→ **Task directions**
Of the lines listed below, return exactly those that run from the line containing "Target phrase = tower observation deck" through the line containing "Target phrase = park path", both included.

### Source information

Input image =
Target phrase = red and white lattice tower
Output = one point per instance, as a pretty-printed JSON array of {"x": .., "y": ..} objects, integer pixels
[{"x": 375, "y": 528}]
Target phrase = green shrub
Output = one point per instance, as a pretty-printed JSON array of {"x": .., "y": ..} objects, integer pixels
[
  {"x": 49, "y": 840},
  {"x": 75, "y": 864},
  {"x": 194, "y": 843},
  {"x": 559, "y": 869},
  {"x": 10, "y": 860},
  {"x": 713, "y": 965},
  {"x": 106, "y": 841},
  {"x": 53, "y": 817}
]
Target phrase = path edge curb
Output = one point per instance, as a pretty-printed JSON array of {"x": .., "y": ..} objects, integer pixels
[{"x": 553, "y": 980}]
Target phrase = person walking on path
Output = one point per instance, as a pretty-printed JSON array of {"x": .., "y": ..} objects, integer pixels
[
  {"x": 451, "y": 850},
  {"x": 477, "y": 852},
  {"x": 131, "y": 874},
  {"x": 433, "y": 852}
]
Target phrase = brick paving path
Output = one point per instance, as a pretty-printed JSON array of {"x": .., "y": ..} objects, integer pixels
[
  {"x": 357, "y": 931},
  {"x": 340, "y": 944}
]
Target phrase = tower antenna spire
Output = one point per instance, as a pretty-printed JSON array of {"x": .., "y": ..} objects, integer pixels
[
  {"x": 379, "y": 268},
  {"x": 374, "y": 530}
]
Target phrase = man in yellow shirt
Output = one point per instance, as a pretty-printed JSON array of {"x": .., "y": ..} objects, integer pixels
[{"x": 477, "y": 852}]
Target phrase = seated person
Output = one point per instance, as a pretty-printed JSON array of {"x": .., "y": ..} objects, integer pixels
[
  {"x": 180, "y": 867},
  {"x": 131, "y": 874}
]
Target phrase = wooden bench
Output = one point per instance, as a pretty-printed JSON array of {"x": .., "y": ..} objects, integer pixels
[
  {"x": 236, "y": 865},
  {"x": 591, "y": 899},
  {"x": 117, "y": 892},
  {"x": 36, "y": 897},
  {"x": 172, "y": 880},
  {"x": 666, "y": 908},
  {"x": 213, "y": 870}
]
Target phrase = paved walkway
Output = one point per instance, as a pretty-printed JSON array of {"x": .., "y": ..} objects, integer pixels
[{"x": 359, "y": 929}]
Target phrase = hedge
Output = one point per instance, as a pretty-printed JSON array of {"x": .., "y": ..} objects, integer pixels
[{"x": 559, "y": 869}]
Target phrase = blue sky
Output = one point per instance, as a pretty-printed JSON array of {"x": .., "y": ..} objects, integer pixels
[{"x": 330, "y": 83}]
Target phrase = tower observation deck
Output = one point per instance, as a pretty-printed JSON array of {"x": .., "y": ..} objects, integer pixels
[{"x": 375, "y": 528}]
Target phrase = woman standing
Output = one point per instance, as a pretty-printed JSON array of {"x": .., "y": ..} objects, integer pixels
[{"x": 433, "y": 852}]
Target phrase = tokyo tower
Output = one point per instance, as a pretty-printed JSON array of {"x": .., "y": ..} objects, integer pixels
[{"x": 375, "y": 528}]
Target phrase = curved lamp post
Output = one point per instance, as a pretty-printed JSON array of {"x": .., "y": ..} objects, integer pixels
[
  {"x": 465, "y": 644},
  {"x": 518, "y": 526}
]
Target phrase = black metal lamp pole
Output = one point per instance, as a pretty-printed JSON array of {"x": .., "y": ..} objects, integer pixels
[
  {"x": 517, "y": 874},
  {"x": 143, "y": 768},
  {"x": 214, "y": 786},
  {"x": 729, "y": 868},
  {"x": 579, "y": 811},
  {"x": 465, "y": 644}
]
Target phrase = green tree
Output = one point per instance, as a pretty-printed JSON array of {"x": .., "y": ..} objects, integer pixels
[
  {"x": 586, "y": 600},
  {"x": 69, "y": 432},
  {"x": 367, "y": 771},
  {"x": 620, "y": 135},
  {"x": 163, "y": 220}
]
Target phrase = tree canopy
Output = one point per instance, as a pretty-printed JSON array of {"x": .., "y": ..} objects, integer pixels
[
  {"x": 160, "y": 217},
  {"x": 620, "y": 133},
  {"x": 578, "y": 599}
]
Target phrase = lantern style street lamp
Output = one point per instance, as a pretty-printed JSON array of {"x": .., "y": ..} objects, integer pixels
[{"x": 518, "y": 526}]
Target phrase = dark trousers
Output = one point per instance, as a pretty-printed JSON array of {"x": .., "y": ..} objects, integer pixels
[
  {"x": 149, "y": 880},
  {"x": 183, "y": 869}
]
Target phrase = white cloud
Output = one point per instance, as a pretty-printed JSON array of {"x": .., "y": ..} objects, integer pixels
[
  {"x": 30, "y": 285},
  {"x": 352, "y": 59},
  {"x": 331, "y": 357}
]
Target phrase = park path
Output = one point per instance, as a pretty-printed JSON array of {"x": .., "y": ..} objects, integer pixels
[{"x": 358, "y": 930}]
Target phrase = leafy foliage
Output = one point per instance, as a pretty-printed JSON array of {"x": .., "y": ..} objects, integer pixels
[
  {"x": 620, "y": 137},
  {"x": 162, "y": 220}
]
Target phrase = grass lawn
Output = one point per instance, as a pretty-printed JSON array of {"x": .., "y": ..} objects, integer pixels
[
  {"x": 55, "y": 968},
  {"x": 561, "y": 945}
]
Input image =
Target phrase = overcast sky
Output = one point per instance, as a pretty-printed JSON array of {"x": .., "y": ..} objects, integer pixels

######

→ **Written answer**
Target phrase = tower observation deck
Output = one point per instance, as a pretty-printed JSON array of {"x": .., "y": ..} objects, integer pixels
[{"x": 375, "y": 528}]
Target phrase = woman standing
Output = one point per instance, as a pretty-printed JSON array of {"x": .., "y": ..} objects, integer pixels
[{"x": 433, "y": 852}]
Target phrase = tokyo tower
Output = one point per instance, as a pretty-printed JSON array of {"x": .., "y": ..} objects, integer pixels
[{"x": 375, "y": 528}]
Target phrase = curved lamp post
Output = one point per instance, as a pretty-printed JSON array of {"x": .., "y": ..} objects, integer pixels
[
  {"x": 465, "y": 644},
  {"x": 518, "y": 526}
]
Target phrase = black metal lamp pole
Output = one point per instance, as a pretty-printed JSON array of {"x": .., "y": ..} objects, integer pixels
[
  {"x": 517, "y": 874},
  {"x": 143, "y": 768},
  {"x": 214, "y": 786},
  {"x": 729, "y": 868},
  {"x": 579, "y": 811},
  {"x": 465, "y": 644}
]
Target phrase = green tree
Output = one point per instance, as a pretty-printed JSON array of {"x": .., "y": ..} objects, integer pixels
[
  {"x": 586, "y": 600},
  {"x": 69, "y": 432},
  {"x": 367, "y": 771},
  {"x": 620, "y": 135},
  {"x": 163, "y": 220}
]
Target phrase = tree canopy
Output = one point per instance, as a pretty-printed JSON array of {"x": .., "y": ..} objects, integer pixels
[
  {"x": 160, "y": 217},
  {"x": 620, "y": 133},
  {"x": 578, "y": 599}
]
Target phrase = lantern style street lamp
Output = one point per instance, as a pretty-printed JSON array of {"x": .., "y": ..} objects, integer pixels
[{"x": 518, "y": 526}]
Target phrase = dark trousers
Output = one point per instance, as a pretty-printed JSON array of {"x": .., "y": ..} objects, integer pixels
[
  {"x": 149, "y": 880},
  {"x": 183, "y": 869}
]
Target phrase = white cloud
Output = one point per instance, as a pretty-printed JSON array of {"x": .., "y": ..} objects, integer pixels
[
  {"x": 30, "y": 285},
  {"x": 352, "y": 59},
  {"x": 331, "y": 357}
]
Target phrase = park path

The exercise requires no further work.